▶ [EXTRAIT À LIRE]
Le dispositif imaginé dans cette loi sur la récidive criminelle vise clairement à faire échec aux restrictions posées par le Conseil constitutionnel relatives à la non-rétroactivité d'une loi plus sévère. Aujourd'hui, grâce à la CMP, vous avez évité le risque de voir votre nouveau dispositif censuré par le Conseil constitutionnel. Si le texte ne correspond pas à notre conception d'une justice équitable, du moins bouscule-t-il moins les équilibres de notre droit pénal et de notre procédure pénale.
Je tiens à m'élever contre le rythme forcené auquel vous nous faites travailler, puisque le Sénat a voté le texte jeudi soir et que nous avons délibéré en CMP lundi sur des morceaux de texte. Ce n'est pas une bonne manière de travailler.
L'important est que la CMP, en rétablissant à quinze ans, au lieu de dix, le quantum de la peine permettant la mise en oeuvre de la surveillance de sûreté, a évité le pire. S'agissant d'une mesure absolument dérogatoire dans notre système juridique, il fallait lui garder un caractère exceptionnel – d'autant que, compte tenu des moyens réduits que vous mettez à la disposition de la justice, vous n'avez pas les moyens de banaliser pour tous, comme vous le souhaiteriez, la surveillance par cette procédure de rétention.
Aujourd'hui, d'une certaine façon, vous réintroduisez ce que le Conseil constitutionnel avait cantonné. En mettant en place des mesures de contrôle et en sanctionnant le non-respect de ces mesures, on se retrouve peu ou prou dans le même dispositif de surveillance aboutissant à des rétentions abusives.

▶ [CONSIGNES]
**a.** Relevez toutes les instances que l'intervention sur la loi relative à la récidive criminelle désigne par leur nom ou leur sigle.
**b.** Poursuivez l'intervention sur la loi relative à la récidive criminelle à partir de sa dernière phrase.

(Contenus stockés d'une collection)
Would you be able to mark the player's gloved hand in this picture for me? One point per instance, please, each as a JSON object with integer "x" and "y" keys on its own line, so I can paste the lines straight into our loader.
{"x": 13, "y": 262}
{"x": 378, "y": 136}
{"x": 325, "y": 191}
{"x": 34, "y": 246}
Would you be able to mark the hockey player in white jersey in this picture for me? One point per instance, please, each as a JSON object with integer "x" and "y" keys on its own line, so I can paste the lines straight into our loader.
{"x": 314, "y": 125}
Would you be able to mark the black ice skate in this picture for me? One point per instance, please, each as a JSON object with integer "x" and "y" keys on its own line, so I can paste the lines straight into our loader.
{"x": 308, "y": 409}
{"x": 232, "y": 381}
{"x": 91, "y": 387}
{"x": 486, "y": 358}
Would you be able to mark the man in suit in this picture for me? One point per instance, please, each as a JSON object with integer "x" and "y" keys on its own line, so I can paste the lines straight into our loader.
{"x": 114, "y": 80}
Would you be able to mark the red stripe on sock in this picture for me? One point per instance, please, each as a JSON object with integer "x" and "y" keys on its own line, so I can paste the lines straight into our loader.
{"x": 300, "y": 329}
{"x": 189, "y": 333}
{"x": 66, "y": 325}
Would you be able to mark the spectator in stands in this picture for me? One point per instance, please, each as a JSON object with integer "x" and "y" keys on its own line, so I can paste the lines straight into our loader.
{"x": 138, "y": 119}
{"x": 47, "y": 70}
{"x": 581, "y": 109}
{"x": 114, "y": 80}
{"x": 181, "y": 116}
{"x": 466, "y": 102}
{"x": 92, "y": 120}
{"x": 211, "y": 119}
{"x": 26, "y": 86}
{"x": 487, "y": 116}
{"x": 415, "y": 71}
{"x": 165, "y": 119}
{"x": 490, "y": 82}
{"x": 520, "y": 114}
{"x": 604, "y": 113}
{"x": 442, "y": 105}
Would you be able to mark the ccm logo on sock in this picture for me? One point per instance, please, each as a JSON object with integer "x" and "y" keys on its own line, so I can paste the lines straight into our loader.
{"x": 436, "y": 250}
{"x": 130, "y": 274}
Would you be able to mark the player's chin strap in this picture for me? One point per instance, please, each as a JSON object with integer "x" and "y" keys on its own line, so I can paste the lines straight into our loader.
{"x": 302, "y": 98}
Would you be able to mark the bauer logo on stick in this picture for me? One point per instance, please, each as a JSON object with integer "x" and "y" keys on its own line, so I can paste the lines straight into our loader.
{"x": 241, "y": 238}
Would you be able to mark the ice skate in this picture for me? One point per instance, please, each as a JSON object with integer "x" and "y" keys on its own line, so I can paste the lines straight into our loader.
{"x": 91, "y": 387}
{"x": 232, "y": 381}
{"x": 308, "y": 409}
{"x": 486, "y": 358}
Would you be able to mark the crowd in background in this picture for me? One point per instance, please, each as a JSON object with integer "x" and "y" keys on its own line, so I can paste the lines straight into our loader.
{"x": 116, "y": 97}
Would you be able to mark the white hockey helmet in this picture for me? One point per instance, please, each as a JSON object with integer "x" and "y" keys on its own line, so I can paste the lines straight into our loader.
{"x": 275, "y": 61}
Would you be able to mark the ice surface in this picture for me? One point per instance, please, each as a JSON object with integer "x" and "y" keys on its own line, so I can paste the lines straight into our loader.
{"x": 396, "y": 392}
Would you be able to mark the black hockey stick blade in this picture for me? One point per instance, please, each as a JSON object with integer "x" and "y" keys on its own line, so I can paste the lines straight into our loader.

...

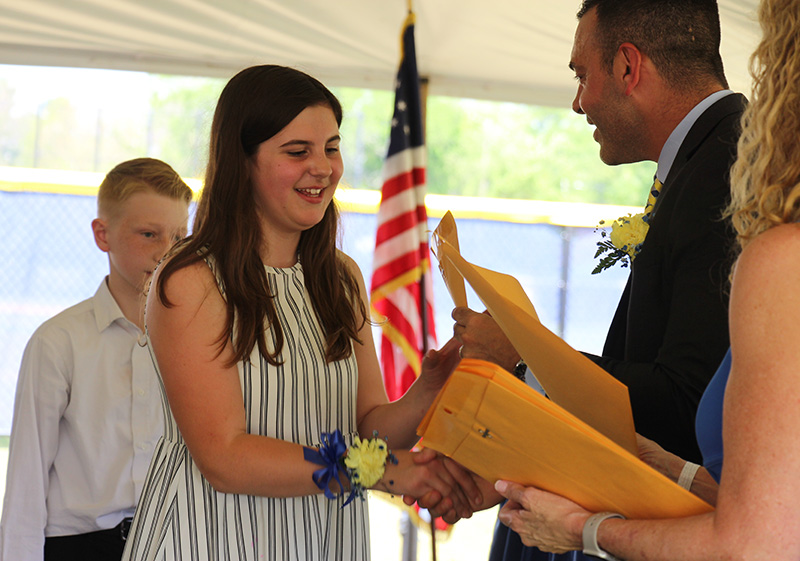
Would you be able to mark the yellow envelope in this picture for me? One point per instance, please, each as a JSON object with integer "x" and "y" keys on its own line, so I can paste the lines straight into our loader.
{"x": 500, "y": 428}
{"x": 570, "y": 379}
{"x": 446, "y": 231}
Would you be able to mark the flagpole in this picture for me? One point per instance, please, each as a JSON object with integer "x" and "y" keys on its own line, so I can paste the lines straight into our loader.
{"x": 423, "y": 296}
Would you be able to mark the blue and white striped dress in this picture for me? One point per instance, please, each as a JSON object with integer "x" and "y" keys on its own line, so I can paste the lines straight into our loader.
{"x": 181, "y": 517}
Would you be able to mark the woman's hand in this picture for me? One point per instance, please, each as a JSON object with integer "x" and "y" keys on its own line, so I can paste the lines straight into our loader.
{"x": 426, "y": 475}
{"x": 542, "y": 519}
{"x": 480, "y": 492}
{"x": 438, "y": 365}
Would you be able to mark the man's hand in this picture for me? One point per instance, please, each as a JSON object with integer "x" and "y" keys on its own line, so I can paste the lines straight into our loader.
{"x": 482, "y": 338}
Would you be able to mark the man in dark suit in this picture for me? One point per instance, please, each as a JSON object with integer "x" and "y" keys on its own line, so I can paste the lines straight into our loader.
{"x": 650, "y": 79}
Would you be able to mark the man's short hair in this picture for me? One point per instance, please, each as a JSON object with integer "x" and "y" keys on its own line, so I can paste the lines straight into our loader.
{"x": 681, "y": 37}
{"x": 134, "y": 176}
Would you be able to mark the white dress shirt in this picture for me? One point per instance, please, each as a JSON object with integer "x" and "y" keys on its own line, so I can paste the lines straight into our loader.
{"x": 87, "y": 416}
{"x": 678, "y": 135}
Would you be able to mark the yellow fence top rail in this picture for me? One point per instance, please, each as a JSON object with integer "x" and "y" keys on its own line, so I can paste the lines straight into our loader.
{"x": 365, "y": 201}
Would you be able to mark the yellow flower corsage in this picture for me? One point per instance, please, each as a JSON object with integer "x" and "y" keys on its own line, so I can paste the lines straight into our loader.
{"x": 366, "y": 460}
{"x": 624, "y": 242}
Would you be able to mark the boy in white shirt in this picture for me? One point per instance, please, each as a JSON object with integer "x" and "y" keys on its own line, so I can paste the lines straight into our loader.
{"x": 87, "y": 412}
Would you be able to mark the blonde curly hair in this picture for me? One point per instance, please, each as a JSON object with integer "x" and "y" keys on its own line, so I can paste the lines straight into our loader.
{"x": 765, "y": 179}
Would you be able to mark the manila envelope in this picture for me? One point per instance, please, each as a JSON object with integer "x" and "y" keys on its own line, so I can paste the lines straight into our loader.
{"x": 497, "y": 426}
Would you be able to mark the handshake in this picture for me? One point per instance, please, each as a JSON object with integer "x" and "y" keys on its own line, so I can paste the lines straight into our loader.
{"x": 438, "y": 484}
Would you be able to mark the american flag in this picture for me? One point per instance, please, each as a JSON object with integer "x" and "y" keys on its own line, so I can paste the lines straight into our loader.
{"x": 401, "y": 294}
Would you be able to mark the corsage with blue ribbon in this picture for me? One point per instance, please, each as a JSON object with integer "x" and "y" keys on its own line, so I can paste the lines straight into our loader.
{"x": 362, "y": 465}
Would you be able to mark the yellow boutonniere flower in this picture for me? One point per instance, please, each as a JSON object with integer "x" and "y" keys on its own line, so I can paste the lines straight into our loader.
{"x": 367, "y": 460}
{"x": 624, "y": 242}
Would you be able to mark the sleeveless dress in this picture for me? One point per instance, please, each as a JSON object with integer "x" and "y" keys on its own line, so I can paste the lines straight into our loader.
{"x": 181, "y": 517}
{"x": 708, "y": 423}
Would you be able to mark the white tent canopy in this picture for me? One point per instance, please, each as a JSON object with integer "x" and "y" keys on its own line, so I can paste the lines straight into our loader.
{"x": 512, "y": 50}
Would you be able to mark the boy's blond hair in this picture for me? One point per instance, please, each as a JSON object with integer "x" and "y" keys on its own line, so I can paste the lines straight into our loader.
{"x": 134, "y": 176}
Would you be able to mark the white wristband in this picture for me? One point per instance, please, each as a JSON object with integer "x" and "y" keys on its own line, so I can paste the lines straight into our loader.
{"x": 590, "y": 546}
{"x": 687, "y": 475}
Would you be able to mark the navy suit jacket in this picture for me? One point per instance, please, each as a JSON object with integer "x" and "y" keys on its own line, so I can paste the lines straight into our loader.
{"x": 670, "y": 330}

* * *

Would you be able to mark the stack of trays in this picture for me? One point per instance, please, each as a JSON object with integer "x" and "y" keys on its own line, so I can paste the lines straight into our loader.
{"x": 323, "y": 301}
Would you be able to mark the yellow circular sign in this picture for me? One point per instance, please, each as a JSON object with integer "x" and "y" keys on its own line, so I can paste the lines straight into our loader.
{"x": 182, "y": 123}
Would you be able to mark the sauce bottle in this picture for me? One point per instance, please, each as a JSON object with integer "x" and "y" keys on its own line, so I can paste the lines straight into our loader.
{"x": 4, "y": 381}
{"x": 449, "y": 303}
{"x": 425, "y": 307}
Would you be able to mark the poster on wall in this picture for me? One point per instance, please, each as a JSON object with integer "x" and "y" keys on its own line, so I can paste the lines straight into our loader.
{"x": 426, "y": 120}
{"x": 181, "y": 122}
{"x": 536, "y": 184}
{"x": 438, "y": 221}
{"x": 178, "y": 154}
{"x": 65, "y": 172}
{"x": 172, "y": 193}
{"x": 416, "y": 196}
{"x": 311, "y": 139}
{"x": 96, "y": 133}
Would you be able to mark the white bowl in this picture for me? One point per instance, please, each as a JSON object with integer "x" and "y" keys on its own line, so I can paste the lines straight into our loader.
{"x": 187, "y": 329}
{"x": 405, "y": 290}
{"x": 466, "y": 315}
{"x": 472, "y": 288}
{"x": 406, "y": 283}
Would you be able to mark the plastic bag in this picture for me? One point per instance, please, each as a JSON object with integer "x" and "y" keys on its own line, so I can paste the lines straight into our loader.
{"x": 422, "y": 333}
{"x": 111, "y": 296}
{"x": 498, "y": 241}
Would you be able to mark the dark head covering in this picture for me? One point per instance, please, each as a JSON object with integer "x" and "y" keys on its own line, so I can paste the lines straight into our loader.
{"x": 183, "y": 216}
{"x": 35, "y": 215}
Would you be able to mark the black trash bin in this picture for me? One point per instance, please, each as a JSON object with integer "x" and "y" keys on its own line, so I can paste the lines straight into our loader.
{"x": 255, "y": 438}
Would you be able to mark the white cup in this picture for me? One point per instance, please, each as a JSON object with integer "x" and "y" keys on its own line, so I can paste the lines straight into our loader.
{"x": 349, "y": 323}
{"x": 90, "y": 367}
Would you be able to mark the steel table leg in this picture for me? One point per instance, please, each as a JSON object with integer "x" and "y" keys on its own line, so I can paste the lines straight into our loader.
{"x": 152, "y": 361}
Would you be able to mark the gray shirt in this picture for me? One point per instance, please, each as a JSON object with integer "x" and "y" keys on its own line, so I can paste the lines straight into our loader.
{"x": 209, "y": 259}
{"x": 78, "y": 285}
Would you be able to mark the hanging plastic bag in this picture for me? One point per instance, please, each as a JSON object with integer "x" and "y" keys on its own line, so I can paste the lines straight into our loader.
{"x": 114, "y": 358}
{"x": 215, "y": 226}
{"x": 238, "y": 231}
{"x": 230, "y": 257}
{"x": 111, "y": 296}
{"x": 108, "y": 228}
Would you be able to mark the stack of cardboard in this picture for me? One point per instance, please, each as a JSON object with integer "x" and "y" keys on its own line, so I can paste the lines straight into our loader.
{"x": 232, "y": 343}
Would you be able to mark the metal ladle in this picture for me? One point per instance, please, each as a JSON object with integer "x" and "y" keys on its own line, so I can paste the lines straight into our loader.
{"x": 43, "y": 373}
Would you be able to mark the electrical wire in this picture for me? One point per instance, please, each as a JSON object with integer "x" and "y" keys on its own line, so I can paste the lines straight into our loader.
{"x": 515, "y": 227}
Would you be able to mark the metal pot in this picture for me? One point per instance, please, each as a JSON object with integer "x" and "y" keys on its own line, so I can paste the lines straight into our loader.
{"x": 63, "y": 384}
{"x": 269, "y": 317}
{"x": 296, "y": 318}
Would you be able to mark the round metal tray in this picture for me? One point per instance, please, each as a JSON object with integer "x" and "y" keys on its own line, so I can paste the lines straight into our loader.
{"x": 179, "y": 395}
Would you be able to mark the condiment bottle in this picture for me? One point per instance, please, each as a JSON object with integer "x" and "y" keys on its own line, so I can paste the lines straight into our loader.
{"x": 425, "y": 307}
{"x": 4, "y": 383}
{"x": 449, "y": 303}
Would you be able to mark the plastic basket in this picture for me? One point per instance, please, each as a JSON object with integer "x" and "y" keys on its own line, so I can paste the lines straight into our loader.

▶ [RÉPONSES DANS L'ORDRE]
**a.** Conseil constitutionnel, CMP, Sénat

**b.**
Pour nous, il ne peut s'agir encore que d'une loi d'affichage. Vos propositions, comme l'énergie que vous mettez à les exprimer, ne visent qu'à masquer le fait que vous n'avez pas mis en place les moyens permettant de suivre correctement les personnes dangereuses. Assurer le suivi socio-médical, permettre le développement d'unités psychiatriques en prison, multiplier le nombre de médecins coordonnateurs auraient été des mesures beaucoup plus efficaces pour éviter la récidive. D'ailleurs, une disposition du texte montre bien que vous êtes conscients de l'insuffisance des moyens : en cas d'urgence, le médecin traitant pourra prévenir directement le juge. Vous prenez bien là acte que vous n'avez pas prévu suffisamment de médecins coordonnateurs. Si le dispositif a l'air énergique, il ne dispose donc pas de moyens pour être efficace.
Je déplore que vous n'ayez pas repris les préconisations de l'excellent rapport de nos collègues Warsmann et Blanc sur la récidive et la manière de lutter contre les pathologies qui y conduisaient. Vous nous demandez de vous suivre en réintroduisant une notion de dangerosité que nous serions bien incapables de définir.
Aucun des psychiatres que nous avons entendus n'a pu expliquer clairement comment affirmer la dangerosité d'une personne. Et nous en revenons doucement à la notion de criminel né, qui date de Lombroso.
Nous ne pouvons pas souscrire à cette politique que vous nous proposez : à part le fichage pour tous, à part la volonté d'enfermer le maximum de gens, il n'y a guère eu de progrès. Nous sommes d'accord pour appliquer des politiques de lutte contre la récidive, mais, plutôt que celle-là, nous sommes attachés à un suivi personnalisé dès la première détention. À cette voie, vous préférez la fuite en avant sécuritaire et inefficace. C'est pourquoi nous ne pouvons pas vous suivre. (Applaudissements sur les bancs du groupe SRC.)
Madame la présidente, monsieur le ministre, mes chers collègues, le groupe SRC ne votera pas ce texte.
S'il a été amélioré par le Sénat, qui a ramené à quinze ans le seuil en dessous duquel il est impossible d'appliquer la surveillance de sûreté et évité la focalisation exclusive sur les délinquants sexuels, malheureusement, les objections qui nous avaient déjà conduits à voter contre restent. Et elles sont importantes.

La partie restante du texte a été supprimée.